What you should do: Write out all of the data without omission, exactly as shown.
───── Dataset
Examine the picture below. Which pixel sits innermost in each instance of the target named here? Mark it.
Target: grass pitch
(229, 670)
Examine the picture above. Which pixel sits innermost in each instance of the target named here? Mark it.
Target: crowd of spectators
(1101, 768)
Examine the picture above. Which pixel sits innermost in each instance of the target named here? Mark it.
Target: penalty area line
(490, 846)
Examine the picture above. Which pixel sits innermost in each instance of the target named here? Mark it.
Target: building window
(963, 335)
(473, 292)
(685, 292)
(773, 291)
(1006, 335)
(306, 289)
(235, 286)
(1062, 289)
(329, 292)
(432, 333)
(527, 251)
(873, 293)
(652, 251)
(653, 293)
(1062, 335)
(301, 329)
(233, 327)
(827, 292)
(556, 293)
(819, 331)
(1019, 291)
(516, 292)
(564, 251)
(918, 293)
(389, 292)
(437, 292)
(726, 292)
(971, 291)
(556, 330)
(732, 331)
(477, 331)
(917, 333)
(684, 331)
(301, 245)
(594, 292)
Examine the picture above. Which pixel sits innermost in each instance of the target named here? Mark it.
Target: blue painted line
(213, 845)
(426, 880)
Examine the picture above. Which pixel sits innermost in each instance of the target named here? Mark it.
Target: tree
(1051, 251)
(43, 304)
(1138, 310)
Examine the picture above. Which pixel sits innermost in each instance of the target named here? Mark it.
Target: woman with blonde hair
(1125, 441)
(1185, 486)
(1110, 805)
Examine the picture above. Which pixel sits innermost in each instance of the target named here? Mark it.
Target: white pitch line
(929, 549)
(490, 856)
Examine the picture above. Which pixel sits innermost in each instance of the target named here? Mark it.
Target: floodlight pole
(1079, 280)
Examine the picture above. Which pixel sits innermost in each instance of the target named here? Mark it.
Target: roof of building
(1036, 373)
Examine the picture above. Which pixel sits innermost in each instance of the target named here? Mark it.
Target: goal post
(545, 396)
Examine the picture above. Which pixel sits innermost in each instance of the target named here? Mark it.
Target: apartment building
──────────
Response to this exercise:
Examine the picture below. Which pixel sits innermost in each instance of the target named here? Mark it.
Target: grass pitch
(229, 670)
Examine the picture above. Which pixel sits innermost in each instance of the target named here? Mark it.
Target: crowd of spectators
(1101, 768)
Examine the picture above. Which pixel sits innermost in each instance of the target named here? Mark it.
Target: penalty area line
(490, 846)
Examine the picture above. Which pixel sits innermost in each instance of the target named here? Mark it.
Target: building window
(963, 335)
(473, 292)
(685, 292)
(773, 291)
(1006, 335)
(306, 289)
(235, 286)
(1062, 289)
(329, 292)
(432, 333)
(527, 251)
(873, 293)
(652, 251)
(653, 293)
(1062, 335)
(301, 329)
(233, 327)
(827, 292)
(556, 293)
(819, 331)
(1019, 291)
(516, 292)
(564, 251)
(918, 293)
(389, 292)
(437, 292)
(726, 292)
(971, 291)
(556, 330)
(732, 331)
(477, 331)
(917, 333)
(684, 331)
(301, 245)
(594, 292)
Examine the picture above. Which pixel sits innermost in each instance of the target named here? Mark it.
Target: blue painted line
(213, 845)
(426, 880)
Examine the picture above. Which pixel sits innermost in each instance of the target named here? Mark it.
Target: tree
(1051, 251)
(43, 304)
(1138, 310)
Examine the picture above. Which pixel sits innermost in each instance of the target named here? Mark it.
Target: woman with blonde hair
(1125, 441)
(1185, 486)
(1110, 805)
Examine the picture above. Which pixel sits innermost in each instance of the target named here? Mark it.
Target: white pitch line
(929, 549)
(490, 856)
Examine the picture above. Which pixel sits innermost in each instance of the target named here? Mark it.
Target: floodlight pole
(1079, 280)
Examine the picture above. Which pixel sits innermost in each instance of the target named here? Mark it.
Target: roof of building
(1036, 373)
Examine the picture above. Which pixel sits innermost in each instance of the target named here? Mark it.
Target: goal post
(545, 396)
Examine the picture above. Which pixel sits innermost in each instance of the target named here? Mark it.
Target: apartment building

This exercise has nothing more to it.